[start Data extract]
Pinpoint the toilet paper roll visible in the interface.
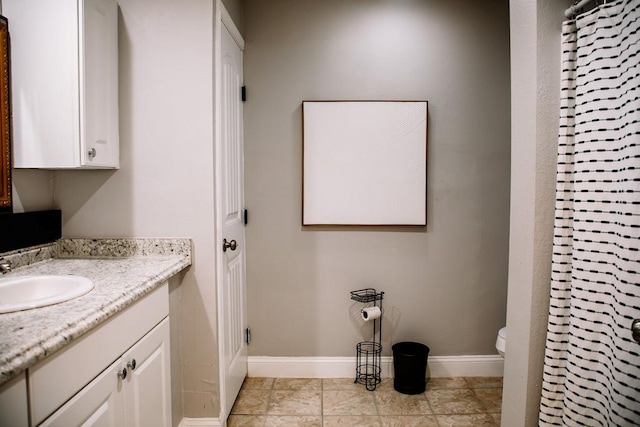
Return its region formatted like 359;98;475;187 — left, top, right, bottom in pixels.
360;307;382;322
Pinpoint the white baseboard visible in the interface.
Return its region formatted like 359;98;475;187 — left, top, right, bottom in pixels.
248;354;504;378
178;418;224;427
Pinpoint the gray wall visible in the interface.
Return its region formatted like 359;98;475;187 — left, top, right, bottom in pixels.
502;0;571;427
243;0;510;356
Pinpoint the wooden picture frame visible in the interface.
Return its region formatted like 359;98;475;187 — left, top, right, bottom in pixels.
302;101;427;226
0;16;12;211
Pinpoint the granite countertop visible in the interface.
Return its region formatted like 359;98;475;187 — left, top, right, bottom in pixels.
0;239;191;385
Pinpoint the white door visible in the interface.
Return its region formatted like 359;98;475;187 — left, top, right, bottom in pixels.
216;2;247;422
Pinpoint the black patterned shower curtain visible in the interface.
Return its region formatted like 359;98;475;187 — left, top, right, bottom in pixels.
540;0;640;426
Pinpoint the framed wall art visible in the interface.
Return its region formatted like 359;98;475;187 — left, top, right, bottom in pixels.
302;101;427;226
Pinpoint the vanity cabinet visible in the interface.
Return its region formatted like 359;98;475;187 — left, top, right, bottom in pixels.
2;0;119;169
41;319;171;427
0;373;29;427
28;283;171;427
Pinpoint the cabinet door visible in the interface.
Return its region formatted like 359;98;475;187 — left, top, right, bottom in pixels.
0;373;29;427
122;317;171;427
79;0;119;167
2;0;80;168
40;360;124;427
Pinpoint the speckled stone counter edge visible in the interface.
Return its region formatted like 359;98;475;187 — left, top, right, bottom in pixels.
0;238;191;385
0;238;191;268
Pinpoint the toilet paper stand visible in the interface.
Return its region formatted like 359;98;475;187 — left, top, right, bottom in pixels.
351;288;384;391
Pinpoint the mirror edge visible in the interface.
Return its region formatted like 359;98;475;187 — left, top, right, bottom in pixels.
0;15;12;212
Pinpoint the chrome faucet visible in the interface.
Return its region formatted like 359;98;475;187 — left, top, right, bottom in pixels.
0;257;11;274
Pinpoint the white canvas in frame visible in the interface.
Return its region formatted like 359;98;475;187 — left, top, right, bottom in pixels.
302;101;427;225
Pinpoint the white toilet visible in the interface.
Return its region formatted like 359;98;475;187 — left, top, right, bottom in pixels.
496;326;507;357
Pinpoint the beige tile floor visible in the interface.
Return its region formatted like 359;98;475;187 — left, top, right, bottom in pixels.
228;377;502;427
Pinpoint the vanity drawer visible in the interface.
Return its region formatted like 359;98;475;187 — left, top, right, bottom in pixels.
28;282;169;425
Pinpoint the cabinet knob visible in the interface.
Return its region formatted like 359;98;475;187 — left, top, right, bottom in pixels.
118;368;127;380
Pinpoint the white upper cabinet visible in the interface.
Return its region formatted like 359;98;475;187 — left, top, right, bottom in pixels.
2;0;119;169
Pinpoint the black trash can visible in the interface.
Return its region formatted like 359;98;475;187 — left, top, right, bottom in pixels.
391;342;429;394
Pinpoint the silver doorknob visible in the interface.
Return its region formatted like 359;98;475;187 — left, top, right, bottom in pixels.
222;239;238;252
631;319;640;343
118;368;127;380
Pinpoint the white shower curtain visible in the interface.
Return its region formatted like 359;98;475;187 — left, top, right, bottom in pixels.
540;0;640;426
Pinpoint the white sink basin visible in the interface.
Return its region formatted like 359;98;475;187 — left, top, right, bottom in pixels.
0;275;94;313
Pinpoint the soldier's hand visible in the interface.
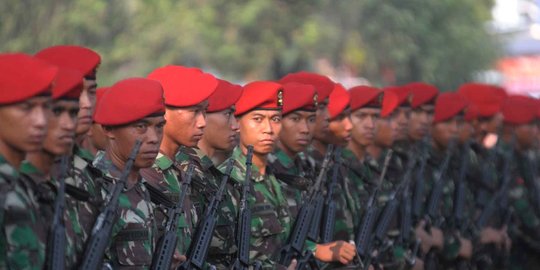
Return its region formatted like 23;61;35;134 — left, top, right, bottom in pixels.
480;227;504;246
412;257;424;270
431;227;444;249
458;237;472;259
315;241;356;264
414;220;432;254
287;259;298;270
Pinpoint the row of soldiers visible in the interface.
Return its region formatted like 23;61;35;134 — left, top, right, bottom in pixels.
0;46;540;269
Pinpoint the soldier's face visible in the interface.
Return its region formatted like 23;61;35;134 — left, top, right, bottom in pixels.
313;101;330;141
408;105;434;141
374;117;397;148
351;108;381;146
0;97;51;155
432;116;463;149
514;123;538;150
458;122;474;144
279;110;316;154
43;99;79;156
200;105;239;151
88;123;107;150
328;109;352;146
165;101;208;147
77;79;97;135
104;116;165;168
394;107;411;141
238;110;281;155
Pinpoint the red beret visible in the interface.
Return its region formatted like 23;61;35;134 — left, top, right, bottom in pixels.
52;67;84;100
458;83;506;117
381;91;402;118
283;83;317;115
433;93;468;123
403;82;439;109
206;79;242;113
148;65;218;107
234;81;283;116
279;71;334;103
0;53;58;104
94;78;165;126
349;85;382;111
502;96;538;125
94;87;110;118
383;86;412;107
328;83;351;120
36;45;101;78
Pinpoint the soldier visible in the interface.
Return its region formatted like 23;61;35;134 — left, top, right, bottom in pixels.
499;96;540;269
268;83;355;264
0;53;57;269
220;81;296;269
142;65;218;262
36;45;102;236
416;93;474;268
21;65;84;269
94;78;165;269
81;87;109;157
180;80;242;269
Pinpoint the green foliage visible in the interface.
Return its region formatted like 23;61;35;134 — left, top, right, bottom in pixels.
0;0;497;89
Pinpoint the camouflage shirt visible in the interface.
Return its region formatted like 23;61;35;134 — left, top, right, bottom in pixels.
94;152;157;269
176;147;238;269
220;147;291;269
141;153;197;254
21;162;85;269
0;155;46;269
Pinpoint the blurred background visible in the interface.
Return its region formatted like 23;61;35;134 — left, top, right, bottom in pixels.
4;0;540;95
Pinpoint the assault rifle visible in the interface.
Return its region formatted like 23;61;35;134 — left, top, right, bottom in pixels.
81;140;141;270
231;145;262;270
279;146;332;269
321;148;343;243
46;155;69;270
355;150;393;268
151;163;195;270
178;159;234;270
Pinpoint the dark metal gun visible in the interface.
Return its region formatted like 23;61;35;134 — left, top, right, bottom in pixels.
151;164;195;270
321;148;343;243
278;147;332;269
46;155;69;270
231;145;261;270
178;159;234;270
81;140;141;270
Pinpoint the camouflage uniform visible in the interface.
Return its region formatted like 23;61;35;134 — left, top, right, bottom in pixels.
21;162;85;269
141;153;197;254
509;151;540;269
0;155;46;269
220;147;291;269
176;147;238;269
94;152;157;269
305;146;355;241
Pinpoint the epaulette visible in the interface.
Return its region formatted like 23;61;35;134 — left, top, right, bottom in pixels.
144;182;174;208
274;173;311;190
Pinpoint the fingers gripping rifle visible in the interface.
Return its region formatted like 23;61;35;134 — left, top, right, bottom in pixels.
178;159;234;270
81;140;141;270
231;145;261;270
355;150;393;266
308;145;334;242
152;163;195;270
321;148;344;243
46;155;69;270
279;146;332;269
[end Data extract]
[start Data extract]
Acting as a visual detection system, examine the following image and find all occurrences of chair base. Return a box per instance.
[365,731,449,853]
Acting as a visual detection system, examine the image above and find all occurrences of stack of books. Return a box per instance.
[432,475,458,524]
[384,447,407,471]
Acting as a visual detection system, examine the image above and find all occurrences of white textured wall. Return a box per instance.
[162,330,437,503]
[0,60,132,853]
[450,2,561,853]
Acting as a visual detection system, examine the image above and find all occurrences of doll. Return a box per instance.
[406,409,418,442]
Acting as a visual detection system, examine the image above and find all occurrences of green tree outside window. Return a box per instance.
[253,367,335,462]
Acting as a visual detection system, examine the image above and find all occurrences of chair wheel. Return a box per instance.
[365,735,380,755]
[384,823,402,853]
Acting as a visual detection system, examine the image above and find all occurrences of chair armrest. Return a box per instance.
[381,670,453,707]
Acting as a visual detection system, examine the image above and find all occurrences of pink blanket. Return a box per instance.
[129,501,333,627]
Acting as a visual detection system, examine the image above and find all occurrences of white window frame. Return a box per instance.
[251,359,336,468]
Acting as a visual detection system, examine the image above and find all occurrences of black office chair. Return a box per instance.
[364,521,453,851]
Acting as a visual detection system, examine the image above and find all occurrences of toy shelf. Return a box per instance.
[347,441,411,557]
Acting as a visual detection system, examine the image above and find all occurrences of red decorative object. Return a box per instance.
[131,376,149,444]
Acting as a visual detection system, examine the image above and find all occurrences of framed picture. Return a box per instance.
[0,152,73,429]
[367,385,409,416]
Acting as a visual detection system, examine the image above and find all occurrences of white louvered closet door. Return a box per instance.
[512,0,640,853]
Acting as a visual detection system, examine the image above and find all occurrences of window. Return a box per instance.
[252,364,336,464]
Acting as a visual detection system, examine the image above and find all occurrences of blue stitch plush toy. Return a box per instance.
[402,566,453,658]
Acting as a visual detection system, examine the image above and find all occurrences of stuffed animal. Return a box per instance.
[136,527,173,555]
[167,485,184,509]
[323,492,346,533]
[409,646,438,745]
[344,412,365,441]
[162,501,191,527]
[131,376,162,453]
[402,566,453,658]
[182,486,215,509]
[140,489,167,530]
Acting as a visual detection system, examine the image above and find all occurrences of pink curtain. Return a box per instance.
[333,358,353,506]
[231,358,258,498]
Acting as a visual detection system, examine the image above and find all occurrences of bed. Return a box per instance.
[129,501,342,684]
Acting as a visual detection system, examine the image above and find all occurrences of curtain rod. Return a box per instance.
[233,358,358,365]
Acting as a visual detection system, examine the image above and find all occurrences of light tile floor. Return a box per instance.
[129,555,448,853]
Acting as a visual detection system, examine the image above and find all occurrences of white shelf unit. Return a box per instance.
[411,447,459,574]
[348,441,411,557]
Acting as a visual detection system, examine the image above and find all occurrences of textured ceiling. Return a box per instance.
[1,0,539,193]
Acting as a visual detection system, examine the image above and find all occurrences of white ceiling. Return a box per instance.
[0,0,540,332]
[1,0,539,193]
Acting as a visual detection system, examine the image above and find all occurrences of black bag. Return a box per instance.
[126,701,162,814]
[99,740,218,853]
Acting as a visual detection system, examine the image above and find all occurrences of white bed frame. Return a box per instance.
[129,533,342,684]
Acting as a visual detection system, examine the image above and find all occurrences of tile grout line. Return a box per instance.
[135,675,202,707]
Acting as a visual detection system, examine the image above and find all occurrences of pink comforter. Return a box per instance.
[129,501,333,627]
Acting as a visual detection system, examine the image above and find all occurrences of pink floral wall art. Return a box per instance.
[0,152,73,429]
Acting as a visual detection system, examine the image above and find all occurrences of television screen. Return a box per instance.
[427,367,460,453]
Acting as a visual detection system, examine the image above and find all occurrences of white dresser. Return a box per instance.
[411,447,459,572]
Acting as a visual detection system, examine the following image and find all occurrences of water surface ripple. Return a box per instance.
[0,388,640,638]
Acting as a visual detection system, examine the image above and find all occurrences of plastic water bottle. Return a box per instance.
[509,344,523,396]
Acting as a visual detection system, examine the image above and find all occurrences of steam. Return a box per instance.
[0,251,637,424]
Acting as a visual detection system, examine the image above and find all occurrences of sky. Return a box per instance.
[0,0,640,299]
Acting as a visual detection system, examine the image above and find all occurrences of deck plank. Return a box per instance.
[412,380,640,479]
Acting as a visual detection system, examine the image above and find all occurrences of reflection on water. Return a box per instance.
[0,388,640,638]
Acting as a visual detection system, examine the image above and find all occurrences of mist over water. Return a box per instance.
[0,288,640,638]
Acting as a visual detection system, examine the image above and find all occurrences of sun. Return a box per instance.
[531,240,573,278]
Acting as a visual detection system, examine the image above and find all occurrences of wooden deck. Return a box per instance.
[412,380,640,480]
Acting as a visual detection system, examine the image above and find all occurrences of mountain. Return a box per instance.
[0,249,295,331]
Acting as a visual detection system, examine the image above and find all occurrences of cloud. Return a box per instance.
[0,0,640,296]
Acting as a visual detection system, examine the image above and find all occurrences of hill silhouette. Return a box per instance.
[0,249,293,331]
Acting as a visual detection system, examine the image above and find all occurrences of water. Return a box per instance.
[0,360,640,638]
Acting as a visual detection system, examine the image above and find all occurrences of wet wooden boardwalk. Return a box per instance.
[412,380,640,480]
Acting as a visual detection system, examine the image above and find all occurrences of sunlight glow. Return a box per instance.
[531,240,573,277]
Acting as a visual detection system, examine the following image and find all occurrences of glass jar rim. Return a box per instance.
[end Data extract]
- Your instructions: Reproduce, character for character, the stretch of rows above from the line containing "Pinpoint the mirror" through the line containing "228;377;502;427", both of those lines included.

- Correct result:
Pinpoint the mirror edge visible in the interface.
Return its region formatted like 359;98;475;187 — left, top, right, bottom in pixels.
0;15;12;212
Pinpoint the chrome faucet visible in the interface.
Return its region formatted like 359;98;475;187 — left, top, right, bottom in pixels.
0;257;11;274
Pinpoint the white canvas in frame visible in the interface.
Return its region formatted like 359;98;475;187 — left, top, right, bottom in pixels.
302;101;427;225
Pinpoint the white toilet visible in the interface.
Return its region formatted like 359;98;475;187 — left, top, right, bottom in pixels.
496;326;507;357
Pinpoint the beige tile floor visible in the interface.
Return its region formatted like 359;98;475;187 — left, top, right, bottom in pixels.
228;377;502;427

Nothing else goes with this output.